Latihan Tertulis 1: Menurut tulisan tentang hijrah di layar kaca, siapa yang memassifkan terma "hijrah" di media pertelevisian?
Latihan Tertulis 2: Ringkas paragraf yang dimulai dengan "Fenomena penuh paradoks itu" dalam tulisan tentang hijrah di layar kaca tanpa menghilangkan fakta-fakta utamanya.
Latihan Tertulis 3: Lanjutkan tulisan tentang festival hijrah di layar kaca mulai dari kalimat terakhirnya.

======== Bagian Dokumen

“Festival Hijrah” di Layar Kaca

gambar: islami.co

Hari-hari ini, untuk tahu persis bagaimana kapitalisme bekerja sempurna dalam menunggangi agama, barangkali bisa kita saksikan puncak ironinya melalui layar kaca di rumah kita. Ada banyak kanal-kanal tivi yang menyuguhkan paradoks, menjajakan lelucon, bahkan pada batas ekstrem menampilkan kekonyolan dan kebodohan: betapa terma-terma agama dengan begitu mudah diobral, diindoktrinasi, dan dikapitalisasi sedemikian massif demi meraup popularitas. Singkat kata, agama diperkosa agar tunduk pada hukum komoditas.
 
Fenomena penuh paradoks itu, salah satunya, bisa kita kaji dengan menelisik terma “hijrah” yang belakangan sangat gencar difestivalkan di media pertelivisan kita, dimassifkan oleh mereka yang dikenal dengan sebutan “ustadz-ustadz hijrah”, dan menjadi main display dalam akselerasi dakwah via media sosial bagi masyarakat milenial. Meski belum ada kajian serius dan kesepakatan epistemologis mengenai apa, siapa, dan bagaimana sesungguhnya ustadz hijrah ini, tapi paling tidak, istilah ini sudah terlalu identik dengan ustadz-ustadzah yang menggelorakan diksi hijrah sebagai focus keyphrase dakwahnya, yang akhir-akhir ini menyita perhatian para pemerhati perkembangan dakwah dan media populer.

================
======== Data yang Diberikan

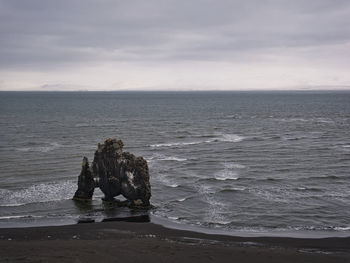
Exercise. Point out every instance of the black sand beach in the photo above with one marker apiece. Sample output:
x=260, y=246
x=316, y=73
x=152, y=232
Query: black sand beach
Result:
x=148, y=242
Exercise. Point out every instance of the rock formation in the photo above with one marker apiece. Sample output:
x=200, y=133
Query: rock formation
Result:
x=115, y=172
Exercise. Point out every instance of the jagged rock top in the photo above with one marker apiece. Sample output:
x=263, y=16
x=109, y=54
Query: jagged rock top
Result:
x=116, y=172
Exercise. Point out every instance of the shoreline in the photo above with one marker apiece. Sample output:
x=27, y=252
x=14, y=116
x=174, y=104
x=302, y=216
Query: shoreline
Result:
x=146, y=242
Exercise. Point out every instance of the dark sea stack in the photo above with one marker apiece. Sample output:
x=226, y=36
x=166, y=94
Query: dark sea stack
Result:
x=86, y=184
x=116, y=172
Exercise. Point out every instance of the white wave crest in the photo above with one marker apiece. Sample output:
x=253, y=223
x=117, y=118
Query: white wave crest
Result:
x=230, y=138
x=226, y=175
x=216, y=138
x=49, y=147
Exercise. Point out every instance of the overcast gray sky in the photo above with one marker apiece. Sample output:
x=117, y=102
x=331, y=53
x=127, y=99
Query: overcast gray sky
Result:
x=174, y=45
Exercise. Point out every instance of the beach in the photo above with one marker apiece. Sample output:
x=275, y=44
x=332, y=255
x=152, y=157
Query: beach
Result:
x=149, y=242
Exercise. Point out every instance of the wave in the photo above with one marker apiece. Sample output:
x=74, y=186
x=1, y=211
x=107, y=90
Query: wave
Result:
x=215, y=138
x=43, y=192
x=172, y=158
x=232, y=190
x=49, y=147
x=20, y=216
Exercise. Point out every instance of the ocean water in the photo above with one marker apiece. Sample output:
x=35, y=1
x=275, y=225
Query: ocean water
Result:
x=229, y=161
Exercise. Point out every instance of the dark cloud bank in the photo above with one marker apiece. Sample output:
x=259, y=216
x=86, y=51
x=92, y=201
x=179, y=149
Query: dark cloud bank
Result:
x=48, y=34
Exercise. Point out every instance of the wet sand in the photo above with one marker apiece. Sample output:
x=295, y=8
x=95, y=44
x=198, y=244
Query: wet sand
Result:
x=148, y=242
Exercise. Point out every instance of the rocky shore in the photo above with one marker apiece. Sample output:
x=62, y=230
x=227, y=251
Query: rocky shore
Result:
x=148, y=242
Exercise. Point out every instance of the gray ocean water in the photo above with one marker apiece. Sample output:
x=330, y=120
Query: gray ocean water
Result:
x=232, y=161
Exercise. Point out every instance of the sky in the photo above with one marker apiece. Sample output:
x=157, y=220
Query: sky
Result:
x=50, y=45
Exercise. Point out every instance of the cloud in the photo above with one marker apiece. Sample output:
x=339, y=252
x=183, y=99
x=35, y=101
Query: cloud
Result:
x=51, y=36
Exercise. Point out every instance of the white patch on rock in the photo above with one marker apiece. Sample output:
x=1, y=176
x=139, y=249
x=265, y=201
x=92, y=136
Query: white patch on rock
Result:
x=130, y=176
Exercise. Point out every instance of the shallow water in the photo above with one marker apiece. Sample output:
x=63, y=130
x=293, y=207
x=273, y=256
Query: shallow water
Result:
x=230, y=161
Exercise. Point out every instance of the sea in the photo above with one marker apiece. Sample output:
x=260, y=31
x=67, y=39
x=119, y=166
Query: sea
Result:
x=230, y=162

================

Hasil Latihan 1: Mereka yang dikenal dengan sebutan "ustadz-ustadz hijrah".

Hasil Latihan 2: Paradoks itu dapat dikaji lewat terma "hijrah". Terma ini kini gencar difestivalkan di televisi dan dimassifkan oleh "ustadz-ustadz hijrah". Terma ini juga menjadi tampilan utama dakwah media sosial bagi masyarakat milenial. Belum ada kajian serius maupun kesepakatan epistemologis tentang ustadz hijrah. Meski begitu, istilah tersebut sudah identik dengan ustadz-ustadzah yang menjadikan diksi hijrah fokus dakwahnya. Kalangan ini belakangan menyita perhatian para pemerhati perkembangan dakwah dan media populer.

Hasil Latihan 3:
Dari “festival hijrah” ini kemudian lahir istilah-istilah turunan yang tak kalah menggelikan: artis hijrah, preman hijrah, dan hijrah-hijrah lainnya. Seolah-olah kata hijrah merupakan merek dagang yang bisa dipatenkan untuk siapa saja sesuai kepentingan pemilik perusahaan, dan pada gilirannya menjadi garis damarkasi yang “serba auto”. Bahwa siapa saja yang telah meraih gelar hijrah otomatis menjadi pribadi yang sholih dan pantas diteladankan, dan karenanya dia berhak menjadi corong dalam urusan-urusan keagamaan. Maka, pada titik ini kita layak bertanya dengan sarat keheranan: bagaimana mungkin seorang seleb yang baru kemarin sore belajar agama, baca Qur’an belepotan, nulis aksara Arab berantakan, lalu tiba-tiba menjadi seorang ustadz dan ustadzah, digandrungi masyarakat, menjadi idola dan panutan, dan parahnya dijadikan sosok identifikasi ideal dalam beragama?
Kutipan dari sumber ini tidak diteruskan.